Te doen ::
(1) Noem alle jaartallen die in de tekst over Kinderdijk voorkomen.
(2) Ga verder met de tekst over Kinderdijk, aansluitend op de laatste zin.

Gegeven tekst ::
============================================================
Het systeem zorgde in 1421 voor de redding van een kind en een kat, vertelt een legende. Tijdens de Sint-Elizabethsvloed kwam een wiegje over de golven aandrijven. Aan boord waren een baby en een poes. Het beest sprong van stuurboord naar bakboord om het wiegje voor omslaan te behoeden. Uiteindelijk liep het vaartuig bij de Kinderdijk aan de grond. En zo kwam het gebied aan zijn naam, aldus de legende.
Na ernstige wateroverlast in 1726 bouwde men in de Nederwaard acht ronde bovenmolens. Niet lang daarna verrees in de Overwaard een gelijk aantal achtkante molens. Door deze ’nieuwbouw’ ontstond een zogenoemde getrapte bemaling, waardoor het water in de bovenboezems een meter hoger kon staan.
In 1868 werden twee stoomgemalen gebouwd die de taak van de molens overnamen. Tegenwoordig staan er het J. U. Smitgemaal met een capaciteit van 1,35 miljoen liter water per minuut en het Overwaardgemaal met een capaciteit van 1,50 miljoen liter water per minuut.
============================================================
Materiaal ter beoordeling ::

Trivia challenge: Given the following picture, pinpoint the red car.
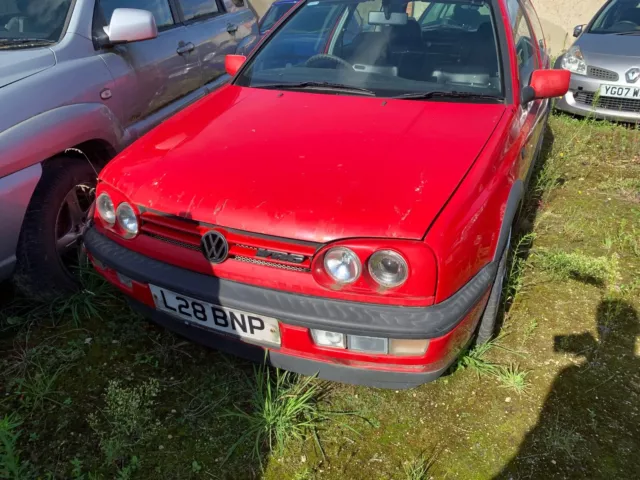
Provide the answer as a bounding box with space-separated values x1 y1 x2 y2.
85 0 569 388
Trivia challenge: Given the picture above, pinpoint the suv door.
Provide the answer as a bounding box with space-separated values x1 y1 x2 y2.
93 0 203 139
176 0 256 90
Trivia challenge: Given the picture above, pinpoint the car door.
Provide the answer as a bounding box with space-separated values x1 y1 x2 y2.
94 0 203 138
176 0 256 90
513 5 543 186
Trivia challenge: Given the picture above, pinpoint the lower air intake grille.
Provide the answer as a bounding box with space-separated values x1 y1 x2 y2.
233 255 309 272
575 92 640 113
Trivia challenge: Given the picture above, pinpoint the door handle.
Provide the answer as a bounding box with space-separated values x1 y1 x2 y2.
176 42 196 55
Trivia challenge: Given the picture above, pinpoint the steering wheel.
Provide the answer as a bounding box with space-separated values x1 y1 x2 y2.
305 53 353 68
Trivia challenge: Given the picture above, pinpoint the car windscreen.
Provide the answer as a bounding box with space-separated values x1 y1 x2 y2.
260 3 294 33
0 0 72 48
236 0 503 98
588 0 640 34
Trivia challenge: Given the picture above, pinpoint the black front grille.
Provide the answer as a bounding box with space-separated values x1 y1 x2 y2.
587 67 620 82
574 92 640 113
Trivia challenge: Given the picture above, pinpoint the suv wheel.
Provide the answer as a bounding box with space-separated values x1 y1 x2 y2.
14 157 96 300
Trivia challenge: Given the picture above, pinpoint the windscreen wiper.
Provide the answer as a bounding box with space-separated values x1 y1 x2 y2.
391 91 504 102
256 82 376 97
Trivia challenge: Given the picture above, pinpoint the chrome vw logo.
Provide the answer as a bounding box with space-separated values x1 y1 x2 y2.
625 67 640 83
200 230 229 263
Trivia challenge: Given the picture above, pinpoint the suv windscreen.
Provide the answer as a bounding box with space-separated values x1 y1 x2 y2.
236 0 502 100
260 3 295 33
0 0 72 44
589 0 640 34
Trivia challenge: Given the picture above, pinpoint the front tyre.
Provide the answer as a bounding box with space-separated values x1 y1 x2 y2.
476 233 511 345
14 156 96 301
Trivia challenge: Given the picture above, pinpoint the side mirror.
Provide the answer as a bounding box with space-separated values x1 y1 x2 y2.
224 55 247 77
104 8 158 45
522 70 571 105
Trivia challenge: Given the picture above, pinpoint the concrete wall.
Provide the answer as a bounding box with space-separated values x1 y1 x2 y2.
248 0 605 55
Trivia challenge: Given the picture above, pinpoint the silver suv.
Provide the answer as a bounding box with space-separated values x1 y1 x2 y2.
0 0 256 299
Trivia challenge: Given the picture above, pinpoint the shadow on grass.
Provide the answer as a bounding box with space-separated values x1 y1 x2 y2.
495 298 640 480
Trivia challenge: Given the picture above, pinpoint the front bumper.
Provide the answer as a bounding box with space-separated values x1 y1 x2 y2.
555 74 640 123
85 228 495 389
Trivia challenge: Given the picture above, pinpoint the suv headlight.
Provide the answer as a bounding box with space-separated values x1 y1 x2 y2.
116 202 138 238
369 250 409 288
324 247 362 285
562 45 587 75
96 193 116 225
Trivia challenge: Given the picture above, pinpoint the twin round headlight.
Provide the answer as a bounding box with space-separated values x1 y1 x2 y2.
96 193 138 238
324 247 409 288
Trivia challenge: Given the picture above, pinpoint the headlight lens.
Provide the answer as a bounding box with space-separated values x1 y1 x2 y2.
96 193 116 225
369 250 409 288
562 45 587 75
324 247 362 284
116 202 138 238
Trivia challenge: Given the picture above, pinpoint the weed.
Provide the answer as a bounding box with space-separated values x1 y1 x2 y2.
496 364 529 395
0 414 31 480
503 232 536 305
536 250 618 285
88 379 160 463
404 454 436 480
227 365 342 460
51 265 120 326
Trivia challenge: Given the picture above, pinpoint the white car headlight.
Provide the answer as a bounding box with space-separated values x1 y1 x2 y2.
96 193 116 225
562 45 587 75
116 202 138 238
324 247 362 284
369 250 409 288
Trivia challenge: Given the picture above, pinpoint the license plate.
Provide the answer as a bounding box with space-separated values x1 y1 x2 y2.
149 285 280 346
600 85 640 99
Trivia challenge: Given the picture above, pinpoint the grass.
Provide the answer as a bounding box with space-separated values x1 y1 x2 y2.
0 116 640 480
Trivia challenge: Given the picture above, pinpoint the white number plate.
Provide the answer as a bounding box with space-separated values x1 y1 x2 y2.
149 285 280 346
600 85 640 100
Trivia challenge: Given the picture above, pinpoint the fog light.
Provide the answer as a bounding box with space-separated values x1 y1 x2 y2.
389 338 429 357
311 330 346 348
348 335 389 353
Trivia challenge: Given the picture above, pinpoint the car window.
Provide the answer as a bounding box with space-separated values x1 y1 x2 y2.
237 0 503 102
0 0 72 41
180 0 220 22
100 0 174 29
420 2 491 30
260 3 295 33
522 0 546 49
589 0 640 34
222 0 247 13
514 9 539 87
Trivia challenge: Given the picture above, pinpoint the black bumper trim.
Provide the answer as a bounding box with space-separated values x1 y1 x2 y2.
129 300 448 390
84 227 496 339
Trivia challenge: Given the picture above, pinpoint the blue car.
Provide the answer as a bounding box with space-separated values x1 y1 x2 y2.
237 0 298 55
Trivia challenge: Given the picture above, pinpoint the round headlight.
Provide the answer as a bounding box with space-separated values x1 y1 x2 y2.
96 193 116 225
324 247 362 284
369 250 409 288
116 202 138 238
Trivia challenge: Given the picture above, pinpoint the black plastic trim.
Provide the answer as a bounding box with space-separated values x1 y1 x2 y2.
129 300 455 390
493 179 524 265
85 226 497 339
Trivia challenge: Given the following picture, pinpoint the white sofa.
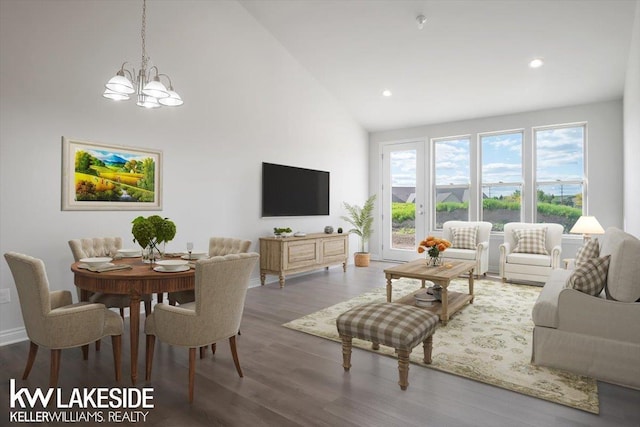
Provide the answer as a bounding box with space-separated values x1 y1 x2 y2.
441 221 492 276
531 228 640 389
499 222 564 283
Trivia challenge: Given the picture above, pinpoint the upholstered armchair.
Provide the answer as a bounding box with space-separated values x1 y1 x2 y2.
500 222 564 283
169 237 251 305
69 237 151 318
441 221 492 276
144 253 259 402
4 252 123 387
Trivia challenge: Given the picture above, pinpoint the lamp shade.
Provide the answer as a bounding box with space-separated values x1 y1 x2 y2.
105 73 136 94
570 215 604 234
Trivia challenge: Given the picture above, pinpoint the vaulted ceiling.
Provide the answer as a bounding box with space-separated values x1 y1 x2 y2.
239 0 637 131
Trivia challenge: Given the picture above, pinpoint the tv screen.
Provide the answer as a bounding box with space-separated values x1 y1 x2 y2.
262 163 329 217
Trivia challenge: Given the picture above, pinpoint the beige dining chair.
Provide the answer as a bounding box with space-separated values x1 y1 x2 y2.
144 252 259 402
169 237 251 305
4 252 123 387
69 237 151 351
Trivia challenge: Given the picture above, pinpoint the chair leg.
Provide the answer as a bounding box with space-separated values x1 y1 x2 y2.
22 342 38 380
144 299 151 317
340 335 352 372
82 344 89 360
422 334 433 364
229 335 244 378
189 347 196 403
396 350 411 390
49 348 62 388
145 335 156 381
111 335 122 382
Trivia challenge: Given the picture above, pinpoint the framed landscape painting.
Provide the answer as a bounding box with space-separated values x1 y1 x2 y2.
62 137 162 210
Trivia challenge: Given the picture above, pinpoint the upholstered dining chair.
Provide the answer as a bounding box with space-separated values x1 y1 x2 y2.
169 237 251 305
4 252 123 387
69 237 151 351
144 252 259 402
499 222 564 283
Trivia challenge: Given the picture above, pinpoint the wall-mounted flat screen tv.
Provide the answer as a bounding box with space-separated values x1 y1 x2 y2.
262 162 329 217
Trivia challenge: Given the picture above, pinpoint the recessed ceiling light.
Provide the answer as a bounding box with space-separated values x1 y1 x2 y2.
529 58 544 68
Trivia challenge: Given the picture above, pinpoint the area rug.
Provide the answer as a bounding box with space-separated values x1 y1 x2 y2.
283 279 599 414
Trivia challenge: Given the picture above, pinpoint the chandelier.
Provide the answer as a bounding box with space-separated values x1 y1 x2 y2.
102 0 184 108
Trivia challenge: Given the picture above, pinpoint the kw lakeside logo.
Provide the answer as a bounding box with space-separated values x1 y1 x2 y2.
9 379 154 423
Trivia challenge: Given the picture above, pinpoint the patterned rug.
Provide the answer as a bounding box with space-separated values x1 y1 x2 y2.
283 279 599 414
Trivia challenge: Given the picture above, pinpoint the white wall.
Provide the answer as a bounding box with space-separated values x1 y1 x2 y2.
624 1 640 237
369 100 623 271
0 0 368 342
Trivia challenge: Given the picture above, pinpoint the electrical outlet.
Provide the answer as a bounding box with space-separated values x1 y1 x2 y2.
0 288 11 304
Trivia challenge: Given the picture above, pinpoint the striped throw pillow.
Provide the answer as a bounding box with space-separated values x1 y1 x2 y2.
513 227 549 255
451 226 478 249
566 255 610 296
576 239 600 267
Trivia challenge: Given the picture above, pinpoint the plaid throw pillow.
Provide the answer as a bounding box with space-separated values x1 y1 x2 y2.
513 227 549 255
576 239 600 267
566 255 609 296
451 226 478 249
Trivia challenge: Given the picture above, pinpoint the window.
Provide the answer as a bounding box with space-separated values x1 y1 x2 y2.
480 131 523 231
533 124 586 233
433 137 471 230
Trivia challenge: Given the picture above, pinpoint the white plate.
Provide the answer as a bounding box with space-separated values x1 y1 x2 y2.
118 249 142 258
180 252 207 261
78 262 115 269
153 265 191 273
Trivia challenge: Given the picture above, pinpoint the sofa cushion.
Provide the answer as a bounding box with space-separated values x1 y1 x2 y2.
440 248 476 261
531 268 571 328
513 227 549 255
575 239 600 267
507 253 551 267
451 226 478 249
600 227 640 302
567 255 610 296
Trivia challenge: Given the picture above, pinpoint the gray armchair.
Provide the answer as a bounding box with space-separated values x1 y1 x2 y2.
4 252 123 387
144 253 259 402
169 237 251 305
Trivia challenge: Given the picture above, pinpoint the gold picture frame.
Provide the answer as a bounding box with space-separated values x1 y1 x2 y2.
62 137 162 211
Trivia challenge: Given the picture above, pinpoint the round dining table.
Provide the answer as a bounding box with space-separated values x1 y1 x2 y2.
71 258 195 384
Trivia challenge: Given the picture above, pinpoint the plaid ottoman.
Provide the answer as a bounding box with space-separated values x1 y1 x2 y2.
336 302 438 390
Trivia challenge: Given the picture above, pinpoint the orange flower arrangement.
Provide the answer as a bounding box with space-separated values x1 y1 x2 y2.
418 236 451 258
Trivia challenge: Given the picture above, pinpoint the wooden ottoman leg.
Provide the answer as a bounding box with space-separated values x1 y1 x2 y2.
422 335 433 364
396 350 411 390
340 335 351 372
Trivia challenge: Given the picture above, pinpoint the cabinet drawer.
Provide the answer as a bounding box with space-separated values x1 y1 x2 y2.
284 241 320 270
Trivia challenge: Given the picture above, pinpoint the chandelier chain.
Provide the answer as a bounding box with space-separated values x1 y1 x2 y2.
140 0 149 71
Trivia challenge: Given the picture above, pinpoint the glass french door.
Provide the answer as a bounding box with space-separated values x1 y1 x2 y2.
381 141 425 261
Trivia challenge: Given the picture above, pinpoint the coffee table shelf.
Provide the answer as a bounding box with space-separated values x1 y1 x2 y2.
384 259 476 324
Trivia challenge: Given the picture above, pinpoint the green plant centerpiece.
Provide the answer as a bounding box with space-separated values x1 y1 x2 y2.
341 194 376 267
131 215 176 263
273 227 291 237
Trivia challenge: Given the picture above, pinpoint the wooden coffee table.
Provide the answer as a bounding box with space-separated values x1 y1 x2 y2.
384 259 476 324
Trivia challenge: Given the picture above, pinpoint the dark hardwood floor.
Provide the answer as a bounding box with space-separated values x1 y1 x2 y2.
0 262 640 427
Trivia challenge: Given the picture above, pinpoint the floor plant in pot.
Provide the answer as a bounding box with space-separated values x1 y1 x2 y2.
131 215 176 264
342 194 376 267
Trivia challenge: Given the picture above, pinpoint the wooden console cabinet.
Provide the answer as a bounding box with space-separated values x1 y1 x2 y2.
260 233 349 288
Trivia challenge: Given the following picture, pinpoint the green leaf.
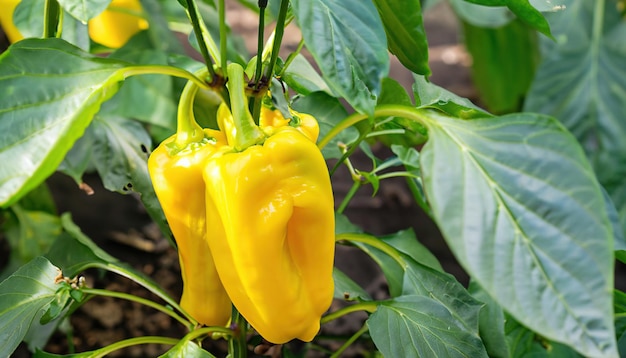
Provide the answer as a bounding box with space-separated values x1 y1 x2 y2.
413 75 490 119
505 316 582 358
46 214 178 307
291 0 389 113
402 258 484 336
13 0 44 38
450 0 515 28
102 39 177 130
0 257 60 357
463 19 539 114
374 0 430 76
46 213 119 277
90 115 170 241
333 267 372 301
466 0 548 37
292 92 359 159
57 0 111 22
367 295 487 358
373 78 427 147
0 38 124 207
159 339 215 358
524 0 626 241
281 53 332 95
380 228 444 272
421 111 616 356
0 205 61 279
468 281 510 358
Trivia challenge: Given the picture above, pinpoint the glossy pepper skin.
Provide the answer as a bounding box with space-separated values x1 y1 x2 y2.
0 0 148 48
88 0 148 48
259 106 320 143
204 105 335 344
148 129 232 326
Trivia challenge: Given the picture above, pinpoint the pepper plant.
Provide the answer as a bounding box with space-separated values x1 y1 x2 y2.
0 0 626 357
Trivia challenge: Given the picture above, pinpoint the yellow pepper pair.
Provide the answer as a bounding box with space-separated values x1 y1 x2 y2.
0 0 148 48
148 67 334 344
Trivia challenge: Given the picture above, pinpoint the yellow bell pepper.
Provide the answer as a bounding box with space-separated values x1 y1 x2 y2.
0 0 23 43
259 105 320 143
204 102 335 344
148 75 232 326
88 0 148 48
0 0 148 48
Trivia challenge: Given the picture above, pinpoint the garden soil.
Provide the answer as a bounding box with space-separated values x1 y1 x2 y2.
0 2 556 357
============================================================
Antwoorden per opdracht ::
(1) 1421, 1726 en 1868

(2)
Scheprad
Na de geschiedenis van de Kinderdijk behandelt Ouweneel de ins en outs van de poldermolen met scheprad. Aan de hand van gedetailleerde modellen gaat hij in op de techniek van het malen. De verschillende onderdelen van de poldermolen -zoals staart, koningsspil en vang- staan vetgedrukt, zodat ze in één oogopslag zichtbaar zijn en kunnen worden opgezocht.
Na de maaltechniek komt recreatie in het Kinderdijk-gebied aan de orde. Ouweneel beschrijft interessante routes per fiets, kano, schaats en benenwagen langs de verschillende molens. Volgens de schrijver zal men na een toertocht „zeker kunnen beamen dat fietsen, wandelen en kanoën in de idyllische West-Alblasserwaard de moeite waard is.” Overigens zal hij met deze propaganda alleen op de Nederlandse lezer doelen: terwijl Ouweneel in de eerste twee hoofdstukken een Engelse en Franse vertaling geeft, blijft die vanaf het derde achterwege. Waarom is onduidelijk.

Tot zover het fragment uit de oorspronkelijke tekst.